AIM OF THE TASK
Extract all lines that hold "couple" from the records below.

DATA SUPPLIED
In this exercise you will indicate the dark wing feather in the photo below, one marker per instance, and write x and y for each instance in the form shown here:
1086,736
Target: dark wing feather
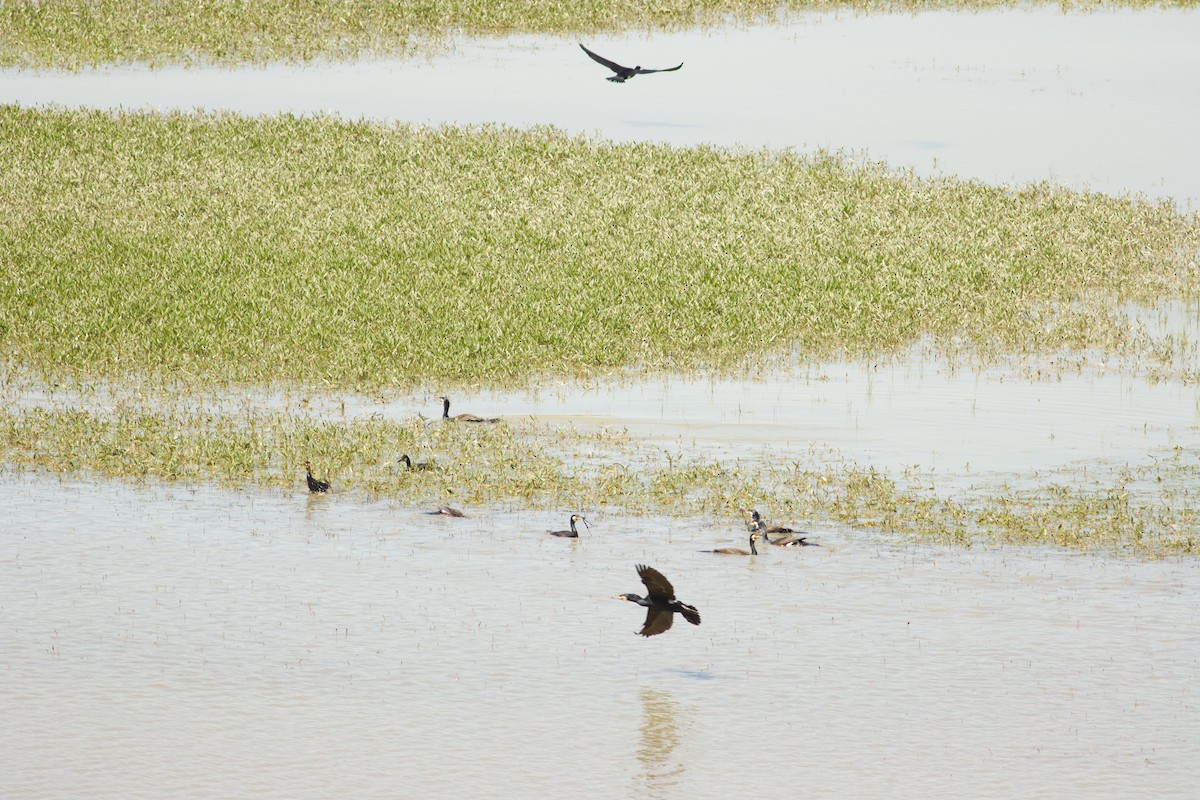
669,70
689,613
600,59
657,623
657,585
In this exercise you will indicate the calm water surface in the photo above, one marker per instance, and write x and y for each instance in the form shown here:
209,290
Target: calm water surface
190,642
1103,100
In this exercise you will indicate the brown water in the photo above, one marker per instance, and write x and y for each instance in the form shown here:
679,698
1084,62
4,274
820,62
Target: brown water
190,642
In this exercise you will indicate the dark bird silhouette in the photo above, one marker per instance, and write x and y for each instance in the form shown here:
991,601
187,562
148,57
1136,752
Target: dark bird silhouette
445,511
790,536
463,417
571,533
659,602
737,551
315,485
408,463
623,73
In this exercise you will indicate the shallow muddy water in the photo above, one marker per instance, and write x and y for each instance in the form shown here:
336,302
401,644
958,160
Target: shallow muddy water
1101,100
166,642
965,426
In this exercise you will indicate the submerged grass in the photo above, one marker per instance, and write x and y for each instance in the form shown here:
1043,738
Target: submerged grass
197,248
1152,510
73,32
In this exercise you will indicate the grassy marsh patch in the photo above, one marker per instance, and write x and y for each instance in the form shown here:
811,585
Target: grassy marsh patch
77,32
1151,510
202,248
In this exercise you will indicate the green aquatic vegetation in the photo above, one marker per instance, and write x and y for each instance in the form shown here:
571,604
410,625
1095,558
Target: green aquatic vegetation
75,32
1150,510
199,250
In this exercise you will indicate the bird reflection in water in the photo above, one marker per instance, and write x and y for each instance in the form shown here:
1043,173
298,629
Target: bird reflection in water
661,770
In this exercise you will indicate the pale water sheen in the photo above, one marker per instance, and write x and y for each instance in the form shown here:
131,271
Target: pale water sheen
189,642
1103,100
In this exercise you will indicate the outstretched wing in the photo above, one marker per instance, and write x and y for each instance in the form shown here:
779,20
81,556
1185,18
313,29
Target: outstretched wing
657,623
659,588
600,59
645,72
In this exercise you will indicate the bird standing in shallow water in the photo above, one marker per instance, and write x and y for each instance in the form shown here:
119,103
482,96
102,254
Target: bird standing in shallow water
463,417
445,511
571,533
408,463
315,485
659,602
791,537
737,551
623,73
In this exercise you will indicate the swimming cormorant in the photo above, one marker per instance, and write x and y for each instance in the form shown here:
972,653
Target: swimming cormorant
408,463
445,511
571,533
660,603
737,551
623,73
315,485
463,417
790,537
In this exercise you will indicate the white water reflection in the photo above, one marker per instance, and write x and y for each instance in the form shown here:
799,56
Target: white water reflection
1103,100
184,642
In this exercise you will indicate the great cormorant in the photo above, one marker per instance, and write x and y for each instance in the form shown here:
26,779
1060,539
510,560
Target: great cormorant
660,603
445,511
463,417
571,533
623,73
737,551
408,463
315,485
789,537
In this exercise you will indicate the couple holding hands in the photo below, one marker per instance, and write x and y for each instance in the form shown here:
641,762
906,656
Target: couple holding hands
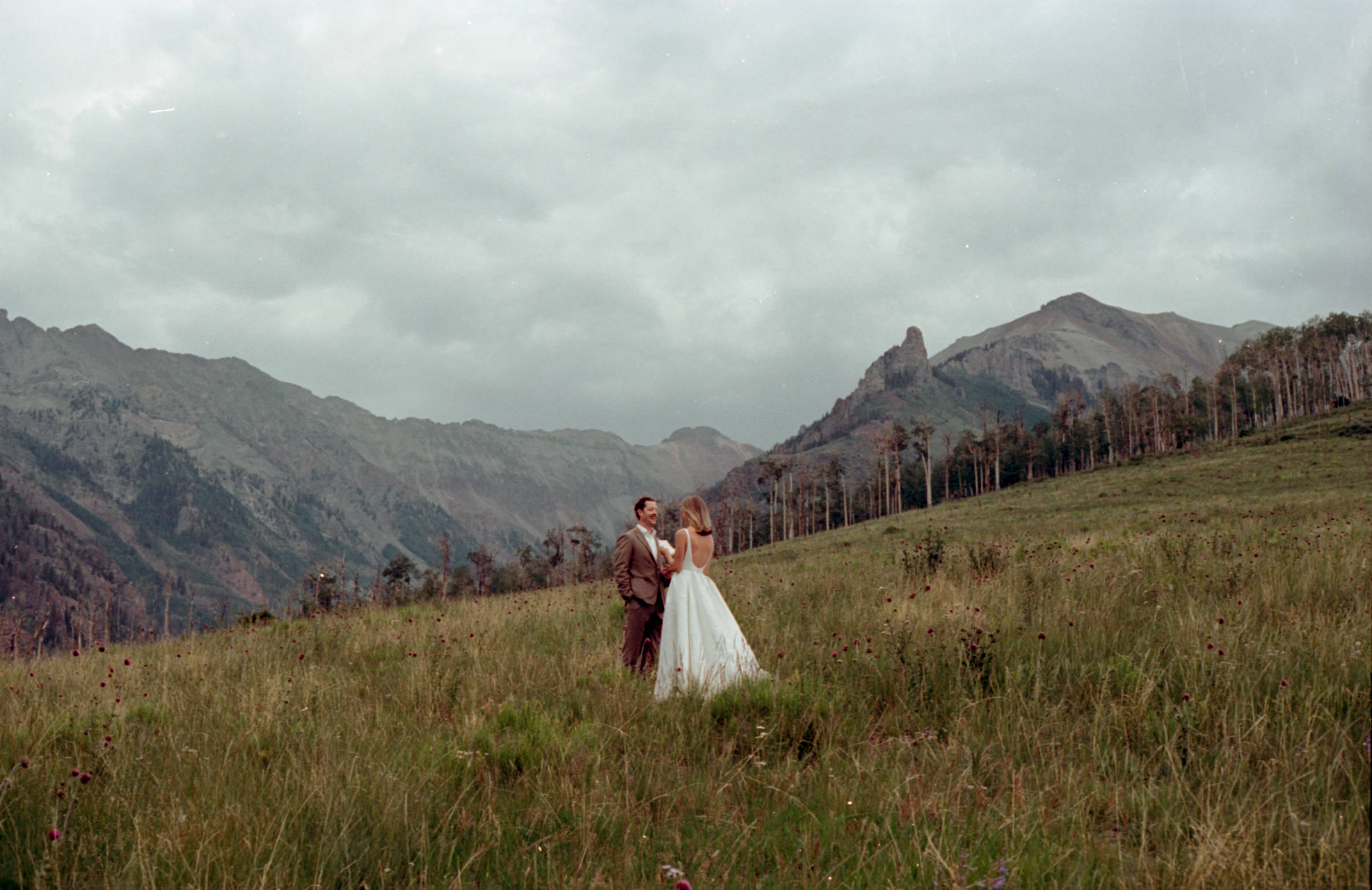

TASK OUTPUT
In this exercise you will indicate the couple holding hands in the photo below, one marker per instance, and write x and y for each instance in the form shown here:
Target: couple holding hands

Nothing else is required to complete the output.